### Brano riportato
┄┄┄┄┄┄┄┄┄┄┄┄┄┄┄┄┄┄┄┄

Ho una relazione senza viscere. Una relazione sviscerata. Il
ciclo è sempre lo stesso da più di 10 anni a questa parte, fa quasi paura a
pensarci. Funziona più o meno così:
Mi conosci e rimani totalmente abbagliato,
dalla mia bellezza nascosta, non volgare e decisamente fanciullesca. Rimani abbagliato
dalla mia vita pittoresca, i viaggi, le esperienze, il coraggio. Rimani abbagliato
dai miei gusti in letteratura, arte, musica, cinema, presa di posizione apolitica
e ragionata, spiritualità pagana ed esoterismo spinto. Ti innamori. Pensi di
non voler altro, di aver trovato la ragazza complicata, ma bella, ma giusta, ma
divertente, ma fine, ma alla mano, comprensiva, non troppo sdolcinata, ma
sensibile, ma educata, ma non troppo borghese. La scopi a sangue. Ti fai un bel
periodo di nuvolette quando immagini i tuoi figli con in faccia i suoi occhi e
tutti gli ostacoli sociali legati alla sua provenienza, eccentricità, carattere
del cazzo, sembrano ampiamente superabili. Poi io mi rilasso. Tiro fuori le mie
orrende nudità, paure, paranoie, tristezze, nodi non ancora sciolti, ti
sotterro di pretese, di cose che non vanno bene, non ti faccio sentire
apprezzato, mi blocco, voglio cose che non puoi darmi, ti svalango addosso
tutto il peso delle mie aspettative. Ti metto in mano il mio cuore e ti dico “ok
ora è tuo, per favore fammi felice”. A quel punto ti scendono i coglioni. Sfiorano
l’asfalto e cominci a vedere i miei mille difetti. La misantropia, l’associalità,
la tendenza all’inganno, l’ambiguità, l’instabilità mentale e emotiva, tendenze
depressive, psicopatia, il mio attaccarmi ad ogni virgola per farne un dramma. Nel
mentre io sono fottuta, perché penso che tu sia in grado di aiutarmi. Che proprio
tu sei nato per aprirmi, rilassarmi, darmi una certezza, un rifugio, una
promessa. Ti senti la responsabilità sulle spalle e i coglioni cominciano a
sanguinare. Ti allontani. Troppo peso. Scatta il meccanismo di sopravvivenza
psicologica. Non vuoi addossarti 43 chili di complicazioni. Non ce la fai. Hai ancora
un barlume del bene che mi volevi, ma proprio non riesci. Ti appesantisce la
mia esistenza nella tua. Alla fine io mando affanculo tutto, oppure mi faccio
aiutare da te. Un meccanismo ormai comprovato. E lui poi mi dice “sei talmente
innamorata della tua tesi per cui tutti te lo devono mettere nel culo che ormai
non riesci a credere ad altro”. Eh grazie al cazzo! Dimmi se non è vero! Non che
qualcuno me lo voglia mettere nel culo (forse letteralmente anche sì), ma è che
nessuno ha voglia di restarmi vicino anche nei momenti più bui, aspettare che
il buio passi per tornare a brillare insieme. Nessuno riesce a superare la
prova del momento in cui decido di consegnarmi tutta, con tutta la mia
bruttezza, nelle mani di una persona. Forse la soluzione è restare in
superficie. Non consegnare niente a nessuno, rimanere brillante, divertente e
ninfomane. Ma è che io di una relazione così non me ne faccio un cazzo. Non sono
mica una cabarettista del cazzo. Ho bisogno di qualcuno che sia in grado di
rimanermi accanto anche e soprattutto quando sono insopportabile, quando
costruisco muraglie di ghiaccio, mi chiudo, sputo sentenze, avveleno l’aria
intorno a me. Ho bisogno di qualcuno che abbia la forza di rimanere, di
abbracciarmi anche contro la mia volontà. Di prendermi a schiaffi e dirmi “sono
qua, sono con te e voglio restare con te, anche se sei una merda e non sei
quello che sembravi e invece ti voglio esattamente così.”

┄┄┄┄┄┄┄┄┄┄┄┄┄┄┄┄┄┄┄┄

### Completa quanto segue
• A. Secondo il brano riportato, da quanto tempo il ciclo descritto si ripete sempre uguale?
• B. Traduci in inglese questa frase del brano riportato: "Forse la soluzione è restare in superficie."
• C. Nel brano riportato, quali campi vengono nominati subito dopo le parole "dai miei gusti in"? Elencali tutti.
L'elenco qui sotto non ha alcun ruolo in questo lavoro.

Record contenuti in un dataset:
┄┄┄┄┄┄┄┄┄┄┄┄┄┄┄┄┄┄┄┄

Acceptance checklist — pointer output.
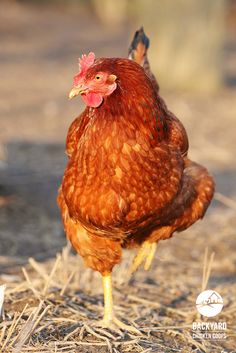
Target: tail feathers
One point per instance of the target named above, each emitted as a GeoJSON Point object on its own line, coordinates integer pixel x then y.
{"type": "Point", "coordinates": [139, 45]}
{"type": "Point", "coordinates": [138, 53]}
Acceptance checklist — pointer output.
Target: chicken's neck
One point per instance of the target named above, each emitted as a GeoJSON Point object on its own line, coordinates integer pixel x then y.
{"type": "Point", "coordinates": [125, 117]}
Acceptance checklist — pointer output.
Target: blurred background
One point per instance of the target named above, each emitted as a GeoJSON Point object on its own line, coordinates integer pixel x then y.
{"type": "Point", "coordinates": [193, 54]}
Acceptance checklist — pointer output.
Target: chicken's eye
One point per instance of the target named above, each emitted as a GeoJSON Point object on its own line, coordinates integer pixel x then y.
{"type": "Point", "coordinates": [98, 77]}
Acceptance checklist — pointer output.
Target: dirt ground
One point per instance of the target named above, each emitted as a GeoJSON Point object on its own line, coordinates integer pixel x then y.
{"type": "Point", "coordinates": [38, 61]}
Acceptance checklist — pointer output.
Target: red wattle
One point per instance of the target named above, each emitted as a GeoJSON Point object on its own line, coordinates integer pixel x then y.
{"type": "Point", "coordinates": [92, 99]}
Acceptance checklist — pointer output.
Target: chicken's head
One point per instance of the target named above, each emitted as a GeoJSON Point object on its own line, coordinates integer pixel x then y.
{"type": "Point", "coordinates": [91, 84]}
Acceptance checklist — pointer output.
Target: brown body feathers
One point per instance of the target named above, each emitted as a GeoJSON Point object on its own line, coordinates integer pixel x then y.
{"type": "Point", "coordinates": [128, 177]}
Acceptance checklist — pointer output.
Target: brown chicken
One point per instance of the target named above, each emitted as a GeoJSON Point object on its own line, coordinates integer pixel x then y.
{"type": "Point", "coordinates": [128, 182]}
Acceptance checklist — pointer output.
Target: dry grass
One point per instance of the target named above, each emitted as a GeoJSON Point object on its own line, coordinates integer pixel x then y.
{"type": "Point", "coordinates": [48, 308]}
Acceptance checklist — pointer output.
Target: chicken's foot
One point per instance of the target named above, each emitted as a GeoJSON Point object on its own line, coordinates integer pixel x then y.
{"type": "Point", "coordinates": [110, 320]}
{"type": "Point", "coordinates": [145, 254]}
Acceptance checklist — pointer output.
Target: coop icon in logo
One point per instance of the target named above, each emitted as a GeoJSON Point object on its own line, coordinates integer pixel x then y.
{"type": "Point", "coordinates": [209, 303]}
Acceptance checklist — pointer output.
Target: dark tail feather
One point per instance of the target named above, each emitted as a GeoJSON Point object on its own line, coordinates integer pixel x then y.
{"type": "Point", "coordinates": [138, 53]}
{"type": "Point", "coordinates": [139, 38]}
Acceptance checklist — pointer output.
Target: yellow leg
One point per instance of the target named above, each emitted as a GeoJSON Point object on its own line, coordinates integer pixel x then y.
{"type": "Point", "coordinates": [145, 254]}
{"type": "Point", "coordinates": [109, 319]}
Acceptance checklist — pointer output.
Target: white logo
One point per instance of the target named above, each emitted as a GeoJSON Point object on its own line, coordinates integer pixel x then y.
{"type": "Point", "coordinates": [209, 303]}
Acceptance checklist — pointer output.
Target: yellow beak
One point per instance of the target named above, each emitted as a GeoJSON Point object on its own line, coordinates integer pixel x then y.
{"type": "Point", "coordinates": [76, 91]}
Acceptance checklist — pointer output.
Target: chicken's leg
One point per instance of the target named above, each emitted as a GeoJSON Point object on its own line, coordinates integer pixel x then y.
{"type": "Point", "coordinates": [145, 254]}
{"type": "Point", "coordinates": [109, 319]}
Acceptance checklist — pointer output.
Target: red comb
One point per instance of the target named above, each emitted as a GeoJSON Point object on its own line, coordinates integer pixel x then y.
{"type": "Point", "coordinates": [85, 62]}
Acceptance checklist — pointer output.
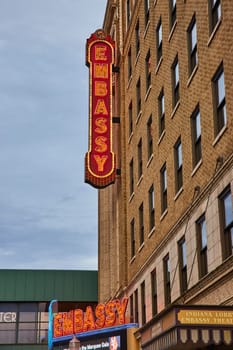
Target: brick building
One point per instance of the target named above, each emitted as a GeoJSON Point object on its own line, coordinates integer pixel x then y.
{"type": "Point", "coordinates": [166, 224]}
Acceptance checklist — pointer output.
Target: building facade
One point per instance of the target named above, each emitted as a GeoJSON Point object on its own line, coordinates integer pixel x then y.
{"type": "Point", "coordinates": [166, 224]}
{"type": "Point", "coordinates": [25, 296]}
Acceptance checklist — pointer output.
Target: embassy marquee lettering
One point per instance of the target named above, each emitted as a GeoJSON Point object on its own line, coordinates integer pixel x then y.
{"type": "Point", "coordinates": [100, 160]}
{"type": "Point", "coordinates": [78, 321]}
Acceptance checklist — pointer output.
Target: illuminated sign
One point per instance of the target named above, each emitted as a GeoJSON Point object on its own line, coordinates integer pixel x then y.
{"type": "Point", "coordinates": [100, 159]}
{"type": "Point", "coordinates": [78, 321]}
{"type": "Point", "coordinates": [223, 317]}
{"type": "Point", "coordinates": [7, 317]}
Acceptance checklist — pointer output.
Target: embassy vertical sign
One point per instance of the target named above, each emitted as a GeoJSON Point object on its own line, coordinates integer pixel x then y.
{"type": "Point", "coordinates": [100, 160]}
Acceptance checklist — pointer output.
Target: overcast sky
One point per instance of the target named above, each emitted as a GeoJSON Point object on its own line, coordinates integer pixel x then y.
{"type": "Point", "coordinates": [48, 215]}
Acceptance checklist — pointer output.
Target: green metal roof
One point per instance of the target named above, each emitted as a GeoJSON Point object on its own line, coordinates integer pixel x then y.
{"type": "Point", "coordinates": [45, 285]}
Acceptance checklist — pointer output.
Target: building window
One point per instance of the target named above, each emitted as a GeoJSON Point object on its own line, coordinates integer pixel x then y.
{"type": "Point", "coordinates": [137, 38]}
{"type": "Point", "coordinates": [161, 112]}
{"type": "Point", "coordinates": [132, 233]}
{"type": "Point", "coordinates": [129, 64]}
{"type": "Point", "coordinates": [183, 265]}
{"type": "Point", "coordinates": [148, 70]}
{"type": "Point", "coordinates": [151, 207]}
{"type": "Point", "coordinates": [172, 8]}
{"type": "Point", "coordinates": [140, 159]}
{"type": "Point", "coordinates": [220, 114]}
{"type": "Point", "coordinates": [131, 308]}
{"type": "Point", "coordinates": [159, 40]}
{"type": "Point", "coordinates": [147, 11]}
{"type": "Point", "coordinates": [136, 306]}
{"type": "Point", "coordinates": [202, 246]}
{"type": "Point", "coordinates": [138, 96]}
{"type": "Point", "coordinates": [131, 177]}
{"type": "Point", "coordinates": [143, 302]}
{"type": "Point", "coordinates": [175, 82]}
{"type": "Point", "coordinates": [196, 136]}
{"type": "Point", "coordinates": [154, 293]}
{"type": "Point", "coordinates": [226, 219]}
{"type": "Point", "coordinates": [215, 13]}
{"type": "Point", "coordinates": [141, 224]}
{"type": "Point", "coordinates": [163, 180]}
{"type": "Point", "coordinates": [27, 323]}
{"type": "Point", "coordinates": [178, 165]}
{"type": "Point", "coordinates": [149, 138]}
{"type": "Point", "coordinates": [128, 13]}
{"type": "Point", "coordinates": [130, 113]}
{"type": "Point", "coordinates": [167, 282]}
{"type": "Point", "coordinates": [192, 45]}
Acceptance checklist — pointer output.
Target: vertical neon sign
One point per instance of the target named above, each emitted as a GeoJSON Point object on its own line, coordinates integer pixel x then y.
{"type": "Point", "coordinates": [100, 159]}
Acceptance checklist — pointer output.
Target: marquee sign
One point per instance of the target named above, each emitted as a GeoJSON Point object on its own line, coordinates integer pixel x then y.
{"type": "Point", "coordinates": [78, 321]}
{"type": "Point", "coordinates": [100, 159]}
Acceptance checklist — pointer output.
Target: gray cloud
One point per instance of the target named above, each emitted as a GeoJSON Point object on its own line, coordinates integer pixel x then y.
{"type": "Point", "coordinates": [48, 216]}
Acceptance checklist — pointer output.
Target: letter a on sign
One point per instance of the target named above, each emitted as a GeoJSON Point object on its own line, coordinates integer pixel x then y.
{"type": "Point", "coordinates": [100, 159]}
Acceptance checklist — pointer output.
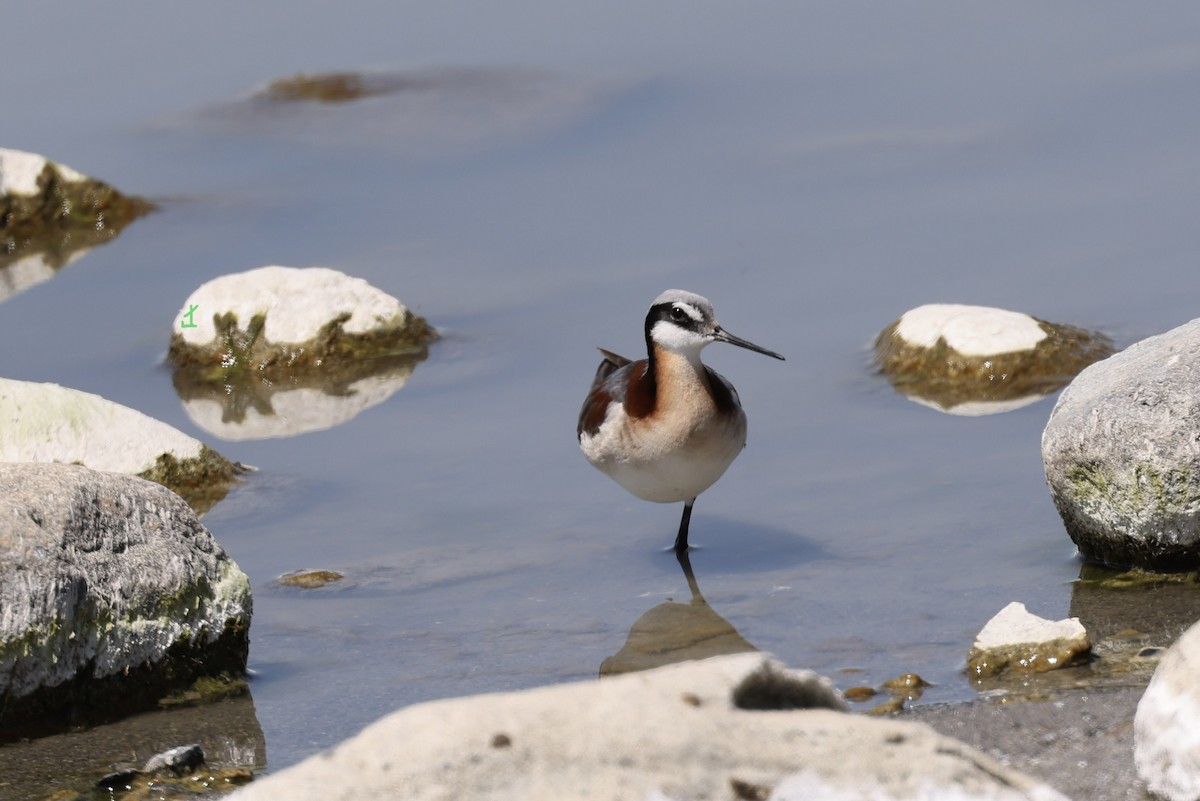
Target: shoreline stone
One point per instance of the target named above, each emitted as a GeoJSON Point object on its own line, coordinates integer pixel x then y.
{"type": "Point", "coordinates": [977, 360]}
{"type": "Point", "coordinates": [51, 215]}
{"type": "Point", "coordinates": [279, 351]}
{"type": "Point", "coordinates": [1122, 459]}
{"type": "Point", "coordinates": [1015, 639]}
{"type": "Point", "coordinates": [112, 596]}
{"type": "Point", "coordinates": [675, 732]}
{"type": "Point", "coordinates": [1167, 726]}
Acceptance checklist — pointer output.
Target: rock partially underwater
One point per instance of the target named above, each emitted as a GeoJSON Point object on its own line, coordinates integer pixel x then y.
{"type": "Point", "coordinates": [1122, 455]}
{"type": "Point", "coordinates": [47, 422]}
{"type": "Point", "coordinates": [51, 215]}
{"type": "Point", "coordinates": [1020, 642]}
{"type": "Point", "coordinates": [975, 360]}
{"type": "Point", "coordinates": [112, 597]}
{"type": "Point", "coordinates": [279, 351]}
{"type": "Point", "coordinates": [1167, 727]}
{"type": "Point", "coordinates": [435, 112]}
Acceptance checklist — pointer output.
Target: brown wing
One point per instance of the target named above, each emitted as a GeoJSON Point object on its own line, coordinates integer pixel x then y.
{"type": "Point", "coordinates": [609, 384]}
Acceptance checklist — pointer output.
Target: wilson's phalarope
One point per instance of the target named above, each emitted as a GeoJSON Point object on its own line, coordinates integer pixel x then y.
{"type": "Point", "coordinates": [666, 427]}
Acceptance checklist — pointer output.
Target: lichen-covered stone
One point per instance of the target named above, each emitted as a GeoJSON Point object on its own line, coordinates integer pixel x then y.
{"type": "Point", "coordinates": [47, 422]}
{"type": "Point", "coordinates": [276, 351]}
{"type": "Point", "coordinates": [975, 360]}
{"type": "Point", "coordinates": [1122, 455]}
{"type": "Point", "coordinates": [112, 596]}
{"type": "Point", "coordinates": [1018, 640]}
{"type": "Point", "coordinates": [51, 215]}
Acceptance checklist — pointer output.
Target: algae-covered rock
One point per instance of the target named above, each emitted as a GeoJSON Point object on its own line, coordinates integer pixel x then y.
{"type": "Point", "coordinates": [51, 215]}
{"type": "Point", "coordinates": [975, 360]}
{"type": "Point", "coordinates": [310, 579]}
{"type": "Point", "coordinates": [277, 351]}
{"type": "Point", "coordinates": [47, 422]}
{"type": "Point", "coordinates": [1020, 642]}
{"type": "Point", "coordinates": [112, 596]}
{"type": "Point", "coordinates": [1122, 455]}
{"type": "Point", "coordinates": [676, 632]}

┄┄┄┄┄┄┄┄┄┄┄┄┄┄┄┄┄┄┄┄

### Risposte ai compiti
• A. Da più di 10 anni.

• B. Maybe the solution is to stay on the surface.

• C. Letteratura, arte, musica, cinema.